- EXERCISE REQUIREMENTS: Each entry that follows should be retyped exactly.

- GIVEN ENTRIES:

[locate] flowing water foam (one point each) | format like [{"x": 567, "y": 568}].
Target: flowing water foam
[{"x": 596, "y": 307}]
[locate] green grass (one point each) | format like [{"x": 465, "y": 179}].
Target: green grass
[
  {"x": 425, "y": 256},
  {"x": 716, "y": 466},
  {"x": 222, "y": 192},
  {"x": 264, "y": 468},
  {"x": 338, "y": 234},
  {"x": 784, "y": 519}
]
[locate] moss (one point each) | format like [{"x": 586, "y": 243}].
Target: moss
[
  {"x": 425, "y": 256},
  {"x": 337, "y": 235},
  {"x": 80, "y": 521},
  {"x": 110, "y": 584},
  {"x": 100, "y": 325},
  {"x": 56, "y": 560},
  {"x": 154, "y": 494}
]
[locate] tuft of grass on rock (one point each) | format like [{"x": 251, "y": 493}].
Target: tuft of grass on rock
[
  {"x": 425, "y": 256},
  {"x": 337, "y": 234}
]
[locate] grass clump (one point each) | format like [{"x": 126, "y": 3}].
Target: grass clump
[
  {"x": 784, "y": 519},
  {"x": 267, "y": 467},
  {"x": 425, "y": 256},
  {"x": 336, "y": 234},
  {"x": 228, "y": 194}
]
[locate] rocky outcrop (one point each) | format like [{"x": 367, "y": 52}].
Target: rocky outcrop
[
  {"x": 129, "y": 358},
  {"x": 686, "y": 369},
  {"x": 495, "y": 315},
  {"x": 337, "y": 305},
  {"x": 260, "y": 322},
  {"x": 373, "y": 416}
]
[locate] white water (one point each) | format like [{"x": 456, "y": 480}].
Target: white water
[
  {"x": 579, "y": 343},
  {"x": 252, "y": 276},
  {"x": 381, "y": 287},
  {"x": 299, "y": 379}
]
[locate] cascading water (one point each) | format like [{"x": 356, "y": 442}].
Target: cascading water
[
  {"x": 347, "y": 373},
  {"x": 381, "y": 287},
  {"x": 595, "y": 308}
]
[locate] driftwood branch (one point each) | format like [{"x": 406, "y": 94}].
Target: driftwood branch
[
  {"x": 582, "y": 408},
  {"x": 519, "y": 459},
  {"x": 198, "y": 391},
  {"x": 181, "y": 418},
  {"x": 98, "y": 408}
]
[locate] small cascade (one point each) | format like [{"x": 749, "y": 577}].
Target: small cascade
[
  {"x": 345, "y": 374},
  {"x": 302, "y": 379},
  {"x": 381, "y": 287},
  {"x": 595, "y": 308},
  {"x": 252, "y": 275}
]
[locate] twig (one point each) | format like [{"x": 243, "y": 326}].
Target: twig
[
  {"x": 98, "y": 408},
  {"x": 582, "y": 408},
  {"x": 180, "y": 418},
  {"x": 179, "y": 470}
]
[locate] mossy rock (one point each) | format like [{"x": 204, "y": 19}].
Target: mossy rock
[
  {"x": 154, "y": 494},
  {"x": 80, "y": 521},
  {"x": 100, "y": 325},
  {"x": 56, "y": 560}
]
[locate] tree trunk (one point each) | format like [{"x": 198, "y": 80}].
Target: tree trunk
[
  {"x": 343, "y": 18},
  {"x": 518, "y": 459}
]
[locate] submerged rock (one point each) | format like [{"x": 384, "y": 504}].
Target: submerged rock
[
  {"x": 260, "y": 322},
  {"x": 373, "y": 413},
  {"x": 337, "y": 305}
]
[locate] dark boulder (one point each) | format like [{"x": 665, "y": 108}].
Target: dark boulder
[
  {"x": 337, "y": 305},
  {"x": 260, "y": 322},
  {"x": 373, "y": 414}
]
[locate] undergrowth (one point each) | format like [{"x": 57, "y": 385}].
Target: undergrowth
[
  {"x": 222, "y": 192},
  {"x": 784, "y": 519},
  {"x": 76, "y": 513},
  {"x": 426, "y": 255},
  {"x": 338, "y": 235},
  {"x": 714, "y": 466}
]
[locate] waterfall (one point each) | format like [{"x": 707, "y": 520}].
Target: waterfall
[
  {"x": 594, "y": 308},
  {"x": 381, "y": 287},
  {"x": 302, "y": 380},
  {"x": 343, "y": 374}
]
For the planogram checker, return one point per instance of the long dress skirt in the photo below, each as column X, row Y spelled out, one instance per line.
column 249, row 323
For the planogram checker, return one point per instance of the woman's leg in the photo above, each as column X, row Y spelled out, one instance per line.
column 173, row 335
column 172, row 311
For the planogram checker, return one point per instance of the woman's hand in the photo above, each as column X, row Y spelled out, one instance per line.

- EXERCISE RESULT:
[locate] flowing water foam (one point each) | format like [{"x": 567, "y": 568}].
Target: flowing water foam
[{"x": 596, "y": 307}]
[locate] green grass (one point each) | format like [{"x": 465, "y": 179}].
Target: green grass
[
  {"x": 425, "y": 256},
  {"x": 716, "y": 466},
  {"x": 222, "y": 192},
  {"x": 264, "y": 468},
  {"x": 338, "y": 234},
  {"x": 784, "y": 519}
]
[locate] moss (one point each) | format like [{"x": 586, "y": 243}].
Target: moss
[
  {"x": 425, "y": 256},
  {"x": 337, "y": 235},
  {"x": 80, "y": 521},
  {"x": 110, "y": 584},
  {"x": 100, "y": 325},
  {"x": 56, "y": 560},
  {"x": 154, "y": 494}
]
[locate] tuft of grass on rock (one point each) | format like [{"x": 251, "y": 493}].
Target: tuft of grass on rock
[
  {"x": 425, "y": 256},
  {"x": 337, "y": 234}
]
[locate] grass clump (one point each) | format like [{"x": 126, "y": 3}].
Target: grass clump
[
  {"x": 784, "y": 519},
  {"x": 267, "y": 467},
  {"x": 425, "y": 256},
  {"x": 336, "y": 234},
  {"x": 228, "y": 194}
]
[locate] rocky outcrop (one point each) | format like [{"x": 367, "y": 52}].
Target: rocky outcrop
[
  {"x": 129, "y": 358},
  {"x": 686, "y": 369},
  {"x": 495, "y": 315},
  {"x": 337, "y": 305},
  {"x": 260, "y": 322},
  {"x": 373, "y": 416}
]
[locate] white water (one point each) | format like [{"x": 456, "y": 480}].
Target: white water
[
  {"x": 579, "y": 343},
  {"x": 252, "y": 276},
  {"x": 381, "y": 287},
  {"x": 299, "y": 379}
]
[locate] cascading water (one point each) | format like [{"x": 356, "y": 442}].
Target: cascading water
[
  {"x": 347, "y": 373},
  {"x": 381, "y": 287},
  {"x": 595, "y": 308}
]
[locate] driftwood branch (one point each) | format like [{"x": 406, "y": 94}].
Target: driftwood branch
[
  {"x": 582, "y": 408},
  {"x": 519, "y": 459},
  {"x": 198, "y": 391},
  {"x": 181, "y": 418},
  {"x": 98, "y": 408}
]
[locate] small cascade (one point each) | format like [{"x": 749, "y": 577}].
Target: small cascade
[
  {"x": 345, "y": 374},
  {"x": 302, "y": 379},
  {"x": 381, "y": 287},
  {"x": 595, "y": 308},
  {"x": 252, "y": 275}
]
[locate] twig (one point each) | format like [{"x": 243, "y": 326}].
Target: twig
[
  {"x": 98, "y": 408},
  {"x": 582, "y": 408},
  {"x": 180, "y": 418},
  {"x": 179, "y": 470}
]
[locate] mossy rock (one point each) | format like [{"x": 204, "y": 19}].
Target: mossy rock
[
  {"x": 154, "y": 494},
  {"x": 80, "y": 521},
  {"x": 100, "y": 325},
  {"x": 56, "y": 560}
]
[locate] tree trunk (one point each) | format like [{"x": 198, "y": 80}].
Target: tree trunk
[
  {"x": 343, "y": 18},
  {"x": 518, "y": 459}
]
[locate] submerged rock (one point each) | format like [{"x": 384, "y": 504}].
Target: submerged rock
[
  {"x": 260, "y": 322},
  {"x": 373, "y": 413},
  {"x": 337, "y": 305}
]
[locate] dark boulder (one point each) | format like [{"x": 665, "y": 108}].
Target: dark boulder
[
  {"x": 337, "y": 305},
  {"x": 260, "y": 322},
  {"x": 373, "y": 414}
]
[locate] undergrowth (one point each) | format like [{"x": 57, "y": 385}].
Target: undergrowth
[
  {"x": 222, "y": 192},
  {"x": 784, "y": 519},
  {"x": 76, "y": 513},
  {"x": 426, "y": 255},
  {"x": 338, "y": 235},
  {"x": 714, "y": 466}
]
[locate] waterfall (one point each) | format like [{"x": 707, "y": 520}].
Target: waterfall
[
  {"x": 594, "y": 308},
  {"x": 381, "y": 287},
  {"x": 302, "y": 380},
  {"x": 343, "y": 374}
]
For the planogram checker, return one point per instance of the long dress skirt in the photo below, each as column X, row Y spelled out, one instance per line.
column 249, row 323
For the planogram checker, return one point per instance of the woman's leg in the photo above, each as column X, row Y spelled out, one instance per line.
column 173, row 335
column 172, row 311
For the planogram checker, return one point per instance of the woman's hand in the photo above, each as column X, row Y spelled out, one instance per line.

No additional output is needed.